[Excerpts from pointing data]
((

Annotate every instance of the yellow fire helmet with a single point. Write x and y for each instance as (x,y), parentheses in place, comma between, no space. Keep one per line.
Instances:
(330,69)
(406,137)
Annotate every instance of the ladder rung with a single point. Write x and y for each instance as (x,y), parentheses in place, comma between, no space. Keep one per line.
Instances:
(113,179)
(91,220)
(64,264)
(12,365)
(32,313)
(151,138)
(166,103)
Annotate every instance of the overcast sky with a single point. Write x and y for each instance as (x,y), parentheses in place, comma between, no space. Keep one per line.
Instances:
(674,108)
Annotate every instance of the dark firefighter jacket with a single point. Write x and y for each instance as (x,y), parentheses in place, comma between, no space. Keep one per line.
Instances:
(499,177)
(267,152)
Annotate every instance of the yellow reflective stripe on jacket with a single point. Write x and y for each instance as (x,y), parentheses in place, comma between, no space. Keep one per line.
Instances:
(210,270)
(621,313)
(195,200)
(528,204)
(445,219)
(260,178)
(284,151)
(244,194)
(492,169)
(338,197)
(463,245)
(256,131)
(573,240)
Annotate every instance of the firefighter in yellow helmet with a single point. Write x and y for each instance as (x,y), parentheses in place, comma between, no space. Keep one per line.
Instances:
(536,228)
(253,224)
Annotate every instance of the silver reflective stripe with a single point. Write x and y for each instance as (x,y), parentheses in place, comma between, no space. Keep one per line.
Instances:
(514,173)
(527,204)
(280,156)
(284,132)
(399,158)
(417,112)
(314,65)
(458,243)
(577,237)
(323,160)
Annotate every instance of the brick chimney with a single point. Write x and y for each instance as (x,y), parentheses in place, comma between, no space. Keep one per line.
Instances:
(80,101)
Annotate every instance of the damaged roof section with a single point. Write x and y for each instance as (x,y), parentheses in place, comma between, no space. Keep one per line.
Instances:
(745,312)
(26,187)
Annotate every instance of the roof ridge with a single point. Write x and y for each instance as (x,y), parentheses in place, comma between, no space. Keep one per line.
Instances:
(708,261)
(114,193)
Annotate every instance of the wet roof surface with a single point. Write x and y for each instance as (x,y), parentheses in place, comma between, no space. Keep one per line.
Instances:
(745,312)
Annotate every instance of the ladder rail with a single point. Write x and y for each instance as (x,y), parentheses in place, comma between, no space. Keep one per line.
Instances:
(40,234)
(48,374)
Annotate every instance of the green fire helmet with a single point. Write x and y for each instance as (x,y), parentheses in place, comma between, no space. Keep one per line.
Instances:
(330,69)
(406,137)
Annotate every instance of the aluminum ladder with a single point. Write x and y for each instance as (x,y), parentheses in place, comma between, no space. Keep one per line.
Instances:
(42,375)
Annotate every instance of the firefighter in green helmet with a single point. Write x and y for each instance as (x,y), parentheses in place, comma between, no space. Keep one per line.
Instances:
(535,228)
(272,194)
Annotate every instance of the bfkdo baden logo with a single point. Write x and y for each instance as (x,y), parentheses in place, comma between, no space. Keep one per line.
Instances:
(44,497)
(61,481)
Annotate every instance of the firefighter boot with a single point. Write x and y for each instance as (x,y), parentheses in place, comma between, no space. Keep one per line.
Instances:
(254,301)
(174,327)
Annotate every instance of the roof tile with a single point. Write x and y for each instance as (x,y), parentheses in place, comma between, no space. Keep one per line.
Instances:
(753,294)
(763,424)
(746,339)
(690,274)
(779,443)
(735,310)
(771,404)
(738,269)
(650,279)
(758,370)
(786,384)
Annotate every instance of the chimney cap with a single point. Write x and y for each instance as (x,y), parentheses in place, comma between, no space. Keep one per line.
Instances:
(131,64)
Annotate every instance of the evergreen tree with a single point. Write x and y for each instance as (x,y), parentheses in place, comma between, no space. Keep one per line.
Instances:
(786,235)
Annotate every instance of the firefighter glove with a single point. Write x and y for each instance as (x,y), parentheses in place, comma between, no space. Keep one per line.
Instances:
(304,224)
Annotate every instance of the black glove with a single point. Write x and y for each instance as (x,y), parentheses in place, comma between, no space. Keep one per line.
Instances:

))

• [GOAL] Rename "glove" to "mitten" in the stretch from the line containing "Annotate every instance of the firefighter in green" through the end of the records. Give that stretch again with nothing else changed.

• [ANSWER TO THIS PROBLEM]
Annotate every instance of the firefighter in green helmet with a single point. Write x and y for each instance as (x,y), parentheses in place, comma between, no space. Keep one per line.
Instances:
(535,228)
(272,194)
Annotate every instance of the bfkdo baden logo with a single point. Write x and y for each instance as (x,y), parentheses in place, comma between, no space. Keep one per line.
Instances:
(44,497)
(61,481)
Annotate every instance of the firefighter boot with a single point. Write x and y for each instance as (x,y), parentheses in place, comma between, no space. Keep one per line.
Instances:
(254,301)
(174,327)
Annotate every instance of the roof tile with a single point. Write x and y for each instance as (x,y), parentheses in place, comma between, no space. Keep one per line.
Instances:
(753,294)
(763,424)
(746,339)
(690,274)
(779,443)
(735,310)
(771,404)
(738,269)
(650,279)
(758,370)
(786,384)
Annotate every instance of the chimney cap with a single point. Write x and y for each instance as (x,y), parentheses in place, comma between, no space. Keep one per line.
Instances:
(131,64)
Annotate every instance of the evergreen tree with a single point. Write x and y for each instance as (x,y), parentheses in place, comma between, no space. Keep one per line.
Instances:
(786,235)
Annotate every instance of the firefighter mitten with a single point. Write x and y for each instance as (x,y), parentheses in place, comma between, no space. Keep one per line.
Instances:
(304,224)
Annotate every instance of the black mitten with a single point. Write x and y for each instance as (x,y), parentheses in place, comma between, no space. Keep one per line.
Instances:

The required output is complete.